[Dataset excerpts]
►

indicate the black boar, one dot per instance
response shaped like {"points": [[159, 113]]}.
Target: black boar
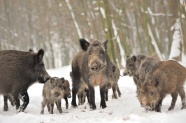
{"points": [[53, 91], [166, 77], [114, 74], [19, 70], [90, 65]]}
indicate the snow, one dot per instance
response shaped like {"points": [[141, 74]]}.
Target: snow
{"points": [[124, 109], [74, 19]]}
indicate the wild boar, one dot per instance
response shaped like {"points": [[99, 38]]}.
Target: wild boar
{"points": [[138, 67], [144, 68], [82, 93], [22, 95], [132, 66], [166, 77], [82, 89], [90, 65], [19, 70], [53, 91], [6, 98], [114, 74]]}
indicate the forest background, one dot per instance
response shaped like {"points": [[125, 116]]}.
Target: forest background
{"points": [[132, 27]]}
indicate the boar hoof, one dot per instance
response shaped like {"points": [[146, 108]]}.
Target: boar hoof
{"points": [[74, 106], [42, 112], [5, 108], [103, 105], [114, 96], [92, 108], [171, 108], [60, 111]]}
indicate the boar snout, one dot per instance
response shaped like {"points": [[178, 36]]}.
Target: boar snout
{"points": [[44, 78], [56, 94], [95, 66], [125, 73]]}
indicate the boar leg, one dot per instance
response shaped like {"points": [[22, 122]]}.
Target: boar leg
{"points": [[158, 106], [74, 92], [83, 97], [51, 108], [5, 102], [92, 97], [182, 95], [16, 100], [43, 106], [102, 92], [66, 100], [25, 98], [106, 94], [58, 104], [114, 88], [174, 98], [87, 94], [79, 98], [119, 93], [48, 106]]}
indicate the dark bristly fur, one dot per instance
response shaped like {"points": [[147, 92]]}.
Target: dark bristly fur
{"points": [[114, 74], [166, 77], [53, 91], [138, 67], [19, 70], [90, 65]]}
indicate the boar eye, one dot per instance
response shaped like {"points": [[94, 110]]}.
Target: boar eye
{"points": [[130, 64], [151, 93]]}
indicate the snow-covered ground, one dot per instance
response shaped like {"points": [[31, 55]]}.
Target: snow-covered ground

◄

**Exercise details:**
Give the data again word for word, without images.

**Reply:**
indicate the black boar, one dot per instance
response shaped like {"points": [[159, 113]]}.
Target: black boar
{"points": [[53, 91], [166, 77], [114, 74], [19, 70], [90, 65]]}
indicate the snow, one dot per instance
response shaped like {"points": [[141, 74]]}.
Target: snow
{"points": [[124, 109], [74, 19]]}
indicate the wild boar, one dot per instance
response shaped like {"points": [[99, 38]]}.
Target: wild boar
{"points": [[138, 67], [144, 68], [82, 93], [22, 95], [132, 66], [166, 77], [82, 89], [90, 65], [19, 70], [53, 91], [6, 98], [114, 74]]}
indicate the forest background, one dot per instance
response shaped like {"points": [[125, 116]]}.
Target: forest background
{"points": [[132, 27]]}
indicate the boar hoof, one dot per instance
response shaped like {"points": [[146, 108]]}.
Target: boar hoof
{"points": [[74, 106], [42, 112], [5, 108], [103, 105], [114, 96], [92, 108], [171, 108], [60, 111]]}
indicate the boar snout, one dot per instance
response shaped like {"points": [[178, 36]]}.
Target: boar snout
{"points": [[44, 78], [56, 94], [95, 66], [125, 73]]}
indicate the boar leg, one dot per instance
response shaped like {"points": [[22, 122]]}.
Target: boar leg
{"points": [[158, 106], [74, 92], [83, 97], [51, 108], [5, 102], [92, 97], [182, 95], [16, 100], [43, 106], [102, 92], [66, 100], [25, 98], [106, 94], [58, 104], [114, 88], [174, 98], [87, 94], [79, 98], [119, 93], [48, 106]]}
indicate the dark bristly fur, one dot per instance
response shaped like {"points": [[147, 92]]}.
Target: dark bristly fur
{"points": [[114, 74], [166, 77], [53, 91], [138, 67], [19, 70], [90, 65]]}
indicate the boar eye, one dot per instance
response shaped like {"points": [[94, 110]]}.
Target: boar eye
{"points": [[130, 64], [151, 93]]}
indicate the snow-covered ground, one dot per instance
response shaped like {"points": [[31, 55]]}.
Target: snow-covered ground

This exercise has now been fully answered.